> Task goal
Rewrite the lines below, swapping "menu board" for "price board" and changing nothing else. Leave out the pictures.

> Input for this task
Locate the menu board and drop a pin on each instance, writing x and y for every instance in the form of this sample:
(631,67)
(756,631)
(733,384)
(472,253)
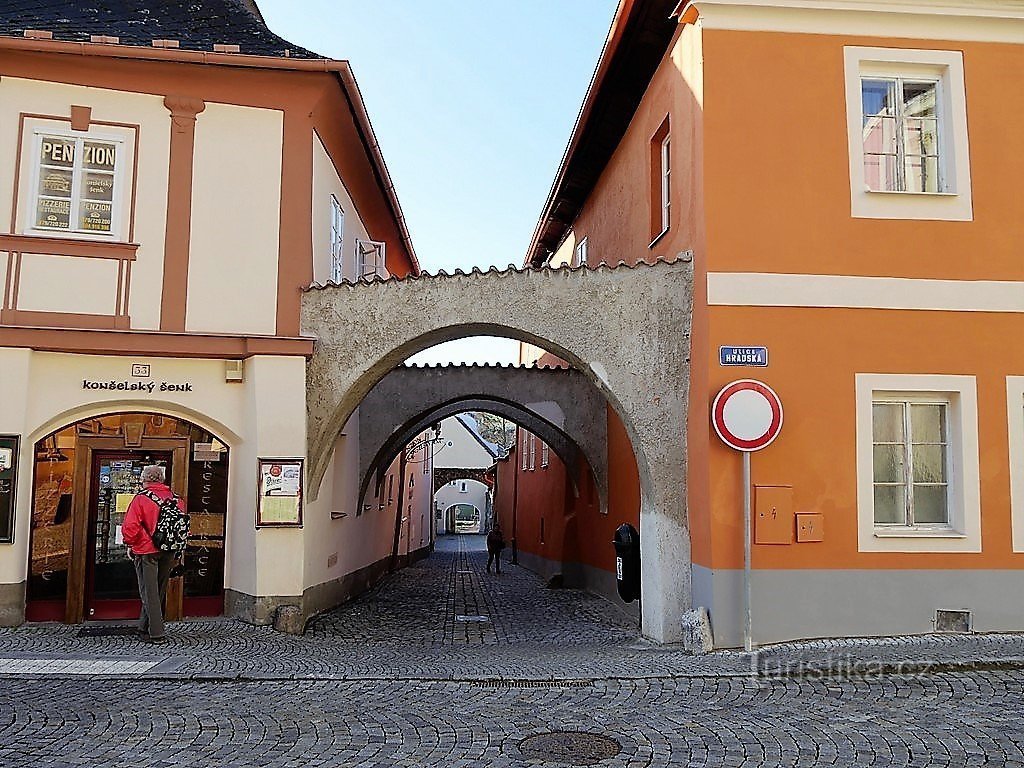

> Correct output
Locate the price board and drop a pin on each instance, writing x and y for every instance in the form of this sample:
(631,67)
(756,631)
(733,384)
(472,253)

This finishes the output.